>> start

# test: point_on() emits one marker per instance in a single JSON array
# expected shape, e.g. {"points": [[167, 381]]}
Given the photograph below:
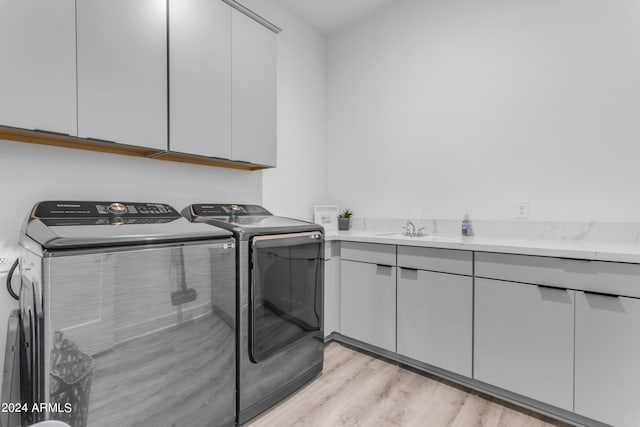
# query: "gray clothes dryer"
{"points": [[127, 316], [280, 278]]}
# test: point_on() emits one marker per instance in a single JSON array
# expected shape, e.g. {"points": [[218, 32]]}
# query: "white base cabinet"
{"points": [[435, 318], [331, 288], [607, 358], [523, 339], [38, 72], [368, 303]]}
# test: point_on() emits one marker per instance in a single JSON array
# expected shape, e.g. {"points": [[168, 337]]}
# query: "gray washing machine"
{"points": [[127, 317], [280, 278]]}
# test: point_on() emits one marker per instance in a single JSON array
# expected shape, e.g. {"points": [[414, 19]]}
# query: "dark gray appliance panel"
{"points": [[145, 336], [285, 291]]}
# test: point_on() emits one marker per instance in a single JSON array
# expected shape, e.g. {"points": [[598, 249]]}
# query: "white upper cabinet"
{"points": [[122, 71], [38, 72], [253, 91], [200, 77]]}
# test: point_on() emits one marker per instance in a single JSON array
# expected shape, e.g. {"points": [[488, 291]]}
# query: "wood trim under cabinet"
{"points": [[61, 140], [207, 161]]}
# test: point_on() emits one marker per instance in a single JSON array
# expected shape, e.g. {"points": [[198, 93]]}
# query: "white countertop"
{"points": [[580, 249]]}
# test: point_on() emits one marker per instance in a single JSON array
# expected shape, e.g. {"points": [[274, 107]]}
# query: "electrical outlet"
{"points": [[5, 262], [522, 210]]}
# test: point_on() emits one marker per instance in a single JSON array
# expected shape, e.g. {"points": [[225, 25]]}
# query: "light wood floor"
{"points": [[358, 390]]}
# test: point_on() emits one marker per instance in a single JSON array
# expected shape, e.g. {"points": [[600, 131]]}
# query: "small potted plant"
{"points": [[344, 219]]}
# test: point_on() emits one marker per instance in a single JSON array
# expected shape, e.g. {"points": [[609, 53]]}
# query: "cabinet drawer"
{"points": [[369, 252], [595, 276], [443, 260], [523, 340]]}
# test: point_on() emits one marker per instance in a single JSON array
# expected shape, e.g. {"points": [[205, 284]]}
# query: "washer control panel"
{"points": [[231, 209], [99, 213]]}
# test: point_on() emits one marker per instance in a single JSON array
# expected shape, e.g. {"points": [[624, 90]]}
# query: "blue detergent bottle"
{"points": [[466, 225]]}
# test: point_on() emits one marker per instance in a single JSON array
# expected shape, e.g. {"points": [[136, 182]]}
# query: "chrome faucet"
{"points": [[412, 232]]}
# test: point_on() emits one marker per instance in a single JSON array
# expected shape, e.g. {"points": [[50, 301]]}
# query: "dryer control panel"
{"points": [[99, 213]]}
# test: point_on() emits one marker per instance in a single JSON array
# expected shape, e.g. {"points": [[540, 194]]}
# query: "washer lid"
{"points": [[83, 224], [249, 220]]}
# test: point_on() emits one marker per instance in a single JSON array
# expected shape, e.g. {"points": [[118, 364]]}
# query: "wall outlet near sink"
{"points": [[6, 260], [522, 210]]}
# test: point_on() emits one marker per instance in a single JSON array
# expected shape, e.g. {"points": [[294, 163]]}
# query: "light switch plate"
{"points": [[522, 210]]}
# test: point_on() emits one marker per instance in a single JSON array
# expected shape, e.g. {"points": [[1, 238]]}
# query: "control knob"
{"points": [[117, 208]]}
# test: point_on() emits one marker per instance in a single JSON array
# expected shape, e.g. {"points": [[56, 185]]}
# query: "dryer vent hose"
{"points": [[9, 277]]}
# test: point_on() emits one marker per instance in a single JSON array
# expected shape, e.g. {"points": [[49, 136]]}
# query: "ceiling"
{"points": [[330, 15]]}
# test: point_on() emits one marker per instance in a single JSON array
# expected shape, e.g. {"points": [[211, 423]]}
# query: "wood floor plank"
{"points": [[356, 389]]}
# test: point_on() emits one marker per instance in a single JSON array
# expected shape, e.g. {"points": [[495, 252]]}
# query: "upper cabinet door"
{"points": [[200, 77], [122, 71], [253, 91], [38, 72]]}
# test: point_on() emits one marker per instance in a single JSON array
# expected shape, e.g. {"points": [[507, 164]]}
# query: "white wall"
{"points": [[297, 183], [439, 107]]}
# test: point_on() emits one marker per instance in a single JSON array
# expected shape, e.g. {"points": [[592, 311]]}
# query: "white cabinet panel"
{"points": [[436, 259], [524, 339], [200, 77], [374, 253], [607, 355], [122, 71], [331, 296], [368, 303], [253, 91], [38, 72], [435, 319]]}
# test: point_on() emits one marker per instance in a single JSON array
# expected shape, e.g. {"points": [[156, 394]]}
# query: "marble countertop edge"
{"points": [[594, 251]]}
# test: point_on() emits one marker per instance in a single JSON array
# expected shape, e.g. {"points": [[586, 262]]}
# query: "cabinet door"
{"points": [[122, 71], [253, 113], [435, 318], [524, 340], [38, 72], [607, 355], [368, 303], [200, 77], [331, 296]]}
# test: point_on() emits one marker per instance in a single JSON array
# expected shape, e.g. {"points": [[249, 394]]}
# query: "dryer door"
{"points": [[285, 291]]}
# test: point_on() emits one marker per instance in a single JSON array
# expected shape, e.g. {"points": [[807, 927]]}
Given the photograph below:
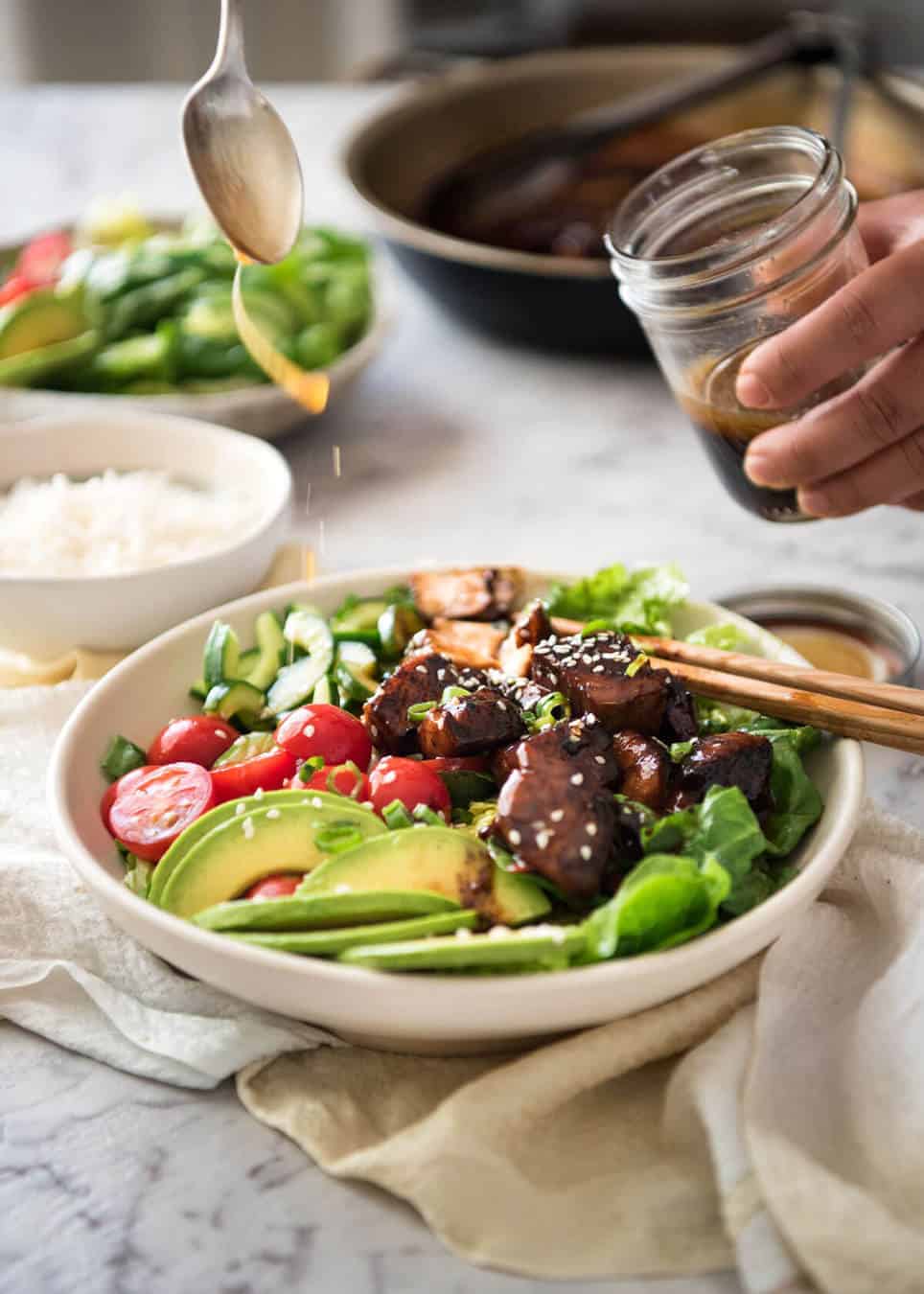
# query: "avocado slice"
{"points": [[433, 858], [364, 818], [318, 912], [326, 943], [540, 947], [39, 320], [243, 849], [29, 368]]}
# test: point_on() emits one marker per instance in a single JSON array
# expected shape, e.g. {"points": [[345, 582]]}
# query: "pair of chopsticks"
{"points": [[883, 713]]}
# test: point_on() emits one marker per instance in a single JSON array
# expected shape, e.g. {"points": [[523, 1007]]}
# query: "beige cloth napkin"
{"points": [[790, 1141]]}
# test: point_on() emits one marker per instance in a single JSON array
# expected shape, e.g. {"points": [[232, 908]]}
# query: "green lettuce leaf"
{"points": [[724, 825], [725, 636], [633, 602], [797, 802], [664, 901]]}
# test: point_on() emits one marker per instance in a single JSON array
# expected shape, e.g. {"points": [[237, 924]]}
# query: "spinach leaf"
{"points": [[664, 901], [632, 602], [797, 804]]}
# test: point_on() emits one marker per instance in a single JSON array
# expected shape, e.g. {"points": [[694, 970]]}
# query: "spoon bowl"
{"points": [[241, 152]]}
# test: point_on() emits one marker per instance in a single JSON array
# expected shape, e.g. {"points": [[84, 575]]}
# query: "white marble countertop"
{"points": [[450, 447]]}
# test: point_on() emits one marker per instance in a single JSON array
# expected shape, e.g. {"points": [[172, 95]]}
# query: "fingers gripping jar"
{"points": [[723, 247]]}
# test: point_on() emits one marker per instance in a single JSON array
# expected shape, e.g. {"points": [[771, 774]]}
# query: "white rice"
{"points": [[114, 523]]}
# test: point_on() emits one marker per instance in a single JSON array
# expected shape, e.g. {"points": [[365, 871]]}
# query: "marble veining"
{"points": [[450, 448]]}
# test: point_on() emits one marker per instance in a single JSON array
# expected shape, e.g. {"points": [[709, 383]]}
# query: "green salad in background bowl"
{"points": [[126, 310]]}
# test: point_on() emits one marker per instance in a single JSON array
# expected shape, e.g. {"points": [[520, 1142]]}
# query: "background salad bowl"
{"points": [[435, 1013], [158, 298]]}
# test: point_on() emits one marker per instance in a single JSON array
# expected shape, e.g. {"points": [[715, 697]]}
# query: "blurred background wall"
{"points": [[129, 40]]}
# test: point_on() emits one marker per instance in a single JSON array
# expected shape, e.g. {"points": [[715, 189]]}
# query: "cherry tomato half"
{"points": [[325, 730], [276, 887], [410, 782], [14, 288], [148, 816], [457, 764], [41, 259], [342, 779], [115, 788], [192, 739], [266, 772]]}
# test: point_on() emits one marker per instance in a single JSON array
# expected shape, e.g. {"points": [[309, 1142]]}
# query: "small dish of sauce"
{"points": [[842, 632]]}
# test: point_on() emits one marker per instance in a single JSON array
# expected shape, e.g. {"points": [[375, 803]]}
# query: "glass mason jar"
{"points": [[720, 248]]}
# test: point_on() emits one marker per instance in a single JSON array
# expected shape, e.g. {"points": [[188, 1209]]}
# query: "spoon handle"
{"points": [[229, 49]]}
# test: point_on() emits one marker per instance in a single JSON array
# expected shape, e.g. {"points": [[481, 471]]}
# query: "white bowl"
{"points": [[117, 612], [404, 1012]]}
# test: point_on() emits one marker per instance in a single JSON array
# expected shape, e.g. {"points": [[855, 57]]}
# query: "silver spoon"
{"points": [[241, 152]]}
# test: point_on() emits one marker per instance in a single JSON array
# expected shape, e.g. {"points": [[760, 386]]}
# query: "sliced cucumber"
{"points": [[326, 692], [266, 655], [358, 621], [247, 661], [235, 701], [355, 670], [295, 683], [221, 658]]}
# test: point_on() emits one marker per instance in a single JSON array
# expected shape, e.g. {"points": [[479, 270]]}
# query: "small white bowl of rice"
{"points": [[115, 527]]}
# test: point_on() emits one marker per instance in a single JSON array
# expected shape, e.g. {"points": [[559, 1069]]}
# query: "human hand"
{"points": [[866, 446]]}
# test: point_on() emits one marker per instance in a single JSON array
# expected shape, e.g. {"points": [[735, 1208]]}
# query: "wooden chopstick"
{"points": [[876, 724], [828, 683], [883, 713]]}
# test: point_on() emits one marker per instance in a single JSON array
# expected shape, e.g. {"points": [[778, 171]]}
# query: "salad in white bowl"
{"points": [[443, 776]]}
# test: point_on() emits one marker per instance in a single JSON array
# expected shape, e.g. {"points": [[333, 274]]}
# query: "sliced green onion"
{"points": [[121, 757], [338, 840], [311, 766], [396, 817], [635, 665], [424, 813], [551, 709], [358, 779]]}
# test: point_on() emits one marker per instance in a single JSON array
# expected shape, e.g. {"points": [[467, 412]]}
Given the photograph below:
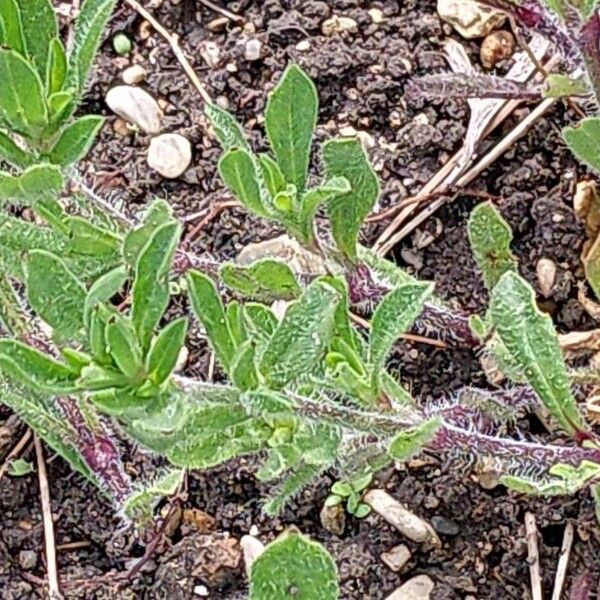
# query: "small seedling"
{"points": [[20, 467], [294, 566], [352, 493], [122, 44]]}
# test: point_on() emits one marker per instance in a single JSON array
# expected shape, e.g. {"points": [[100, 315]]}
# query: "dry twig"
{"points": [[174, 43], [223, 11]]}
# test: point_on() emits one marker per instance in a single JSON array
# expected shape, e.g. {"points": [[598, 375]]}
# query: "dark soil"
{"points": [[360, 77]]}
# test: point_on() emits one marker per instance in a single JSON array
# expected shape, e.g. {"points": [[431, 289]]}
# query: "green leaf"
{"points": [[75, 140], [40, 27], [56, 71], [13, 154], [265, 280], [22, 102], [272, 174], [243, 367], [313, 198], [150, 291], [346, 158], [165, 350], [90, 240], [235, 320], [238, 171], [293, 562], [393, 316], [103, 289], [490, 237], [140, 505], [159, 213], [87, 35], [35, 369], [40, 412], [259, 321], [227, 129], [584, 141], [55, 293], [290, 119], [209, 309], [20, 467], [302, 337], [33, 184], [529, 337], [61, 105], [123, 347], [410, 442], [12, 26]]}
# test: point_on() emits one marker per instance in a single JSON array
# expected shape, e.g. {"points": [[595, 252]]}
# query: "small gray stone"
{"points": [[136, 106], [395, 558], [27, 559], [417, 588], [252, 49], [170, 154]]}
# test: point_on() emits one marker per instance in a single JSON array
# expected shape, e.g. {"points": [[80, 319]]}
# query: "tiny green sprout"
{"points": [[352, 492], [20, 467], [122, 44]]}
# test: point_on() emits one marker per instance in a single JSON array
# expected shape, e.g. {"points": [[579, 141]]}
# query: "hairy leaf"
{"points": [[238, 171], [55, 293], [227, 129], [123, 347], [302, 337], [272, 175], [346, 158], [584, 141], [265, 280], [89, 27], [313, 199], [56, 71], [293, 562], [209, 309], [394, 315], [140, 505], [22, 102], [103, 289], [164, 351], [529, 337], [14, 154], [35, 183], [150, 290], [75, 140], [12, 26], [410, 442], [159, 213], [35, 369], [40, 27], [490, 237], [290, 119]]}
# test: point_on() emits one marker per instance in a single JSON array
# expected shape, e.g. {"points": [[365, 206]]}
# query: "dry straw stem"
{"points": [[486, 120], [533, 556], [563, 562], [53, 587]]}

>> end

[Job]
Keep only the lines from the items above that contain the string "control", treating uppercase and lowercase letters as different.

[Answer for the task]
# query: "washer control panel"
# query: "dryer control panel"
# query: "control knob"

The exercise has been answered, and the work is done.